--- Begin DOCUMENT EXTRACT ---

Pursuant to the requirements of the Securities Act, the Registrant certifies that it has reasonable grounds to believe that it meets all of the requirements for filing on Form S-8 and has duly caused this Registration Statement to be signed on its behalf by the undersigned, thereunto duly authorized, in the Fountain Valley, State of California, on August 12, 2022.

 

  MOVING IMAGE TECHNOLOGIES, INC.
   
  By:    /s/ Phil Rafnson
  Phil Rafnson
  President and Chief Executive Officer

 

POWER OF ATTORNEY

 

We, the undersigned officers and directors of Moving iMage Technologies, Inc., do hereby constitute and appoint Phil Rafnson and Michael Sherman, each of them, as his true and lawful attorneys-in-fact and agents, with full power of substitution for him in any and all capacities, to sign any and all amendments (including post-effective amendments) to this Registration Statement, and to file the same, with all exhibits thereto, and other documents in connection therewith, with the Securities and Exchange Commission, granting unto said attorneys-in-fact and agents, and each of them, full power and authority to do and perform each and every act and thing requisite and necessary to be done in connection therewith, as fully to all intents and purposes as he might or could do in person, hereby ratifying and confirming all that said attorneys-in-fact and agents, or any of them, or their or his substitute or substitutes, may lawfully do or cause to be done by virtue hereof.

--- End DOCUMENT EXTRACT ---

[EXERCISES TO COMPLETE]
**1)** In the registration statement excerpt, whom do the officers and directors appoint as their attorneys-in-fact and agents?
**2)** Please extend the registration statement excerpt beyond its final paragraph, keeping the same formal legal style.

--- Begin PROVIDED DATA ---

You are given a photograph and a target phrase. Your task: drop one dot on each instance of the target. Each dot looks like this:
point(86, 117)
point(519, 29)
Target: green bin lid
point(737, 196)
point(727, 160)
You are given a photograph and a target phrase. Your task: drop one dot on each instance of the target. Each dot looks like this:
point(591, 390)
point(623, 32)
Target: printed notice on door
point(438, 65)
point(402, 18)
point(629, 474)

--- End PROVIDED DATA ---

[TASK-BY-TASK RESULTS]
**1)** Phil Rafnson and Michael Sherman.

**2)**
 

Pursuant to the requirements of the Securities Exchange Act of 1934, this Registration Statement has been signed below by the following persons on behalf of the registrant and in the capacities indicated and on the dates indicated.

 

Name and Signature   Title   Date
         
/s/ Phil Rafnson   President, Chief Executive Officer and Chairman of the Board   August 12, 2022
Phil Rafnson   (Principal Executive Officer)    
         
/s/ Michael Sherman   Chief Financial Officer   August 12, 2022
Michael Sherman   (Principal Financial and Accounting Officer)    
         
/s/ Katherine D. Crothall, Ph.D.   Director   August 12, 2022
Katherine D. Crothall, Ph.D.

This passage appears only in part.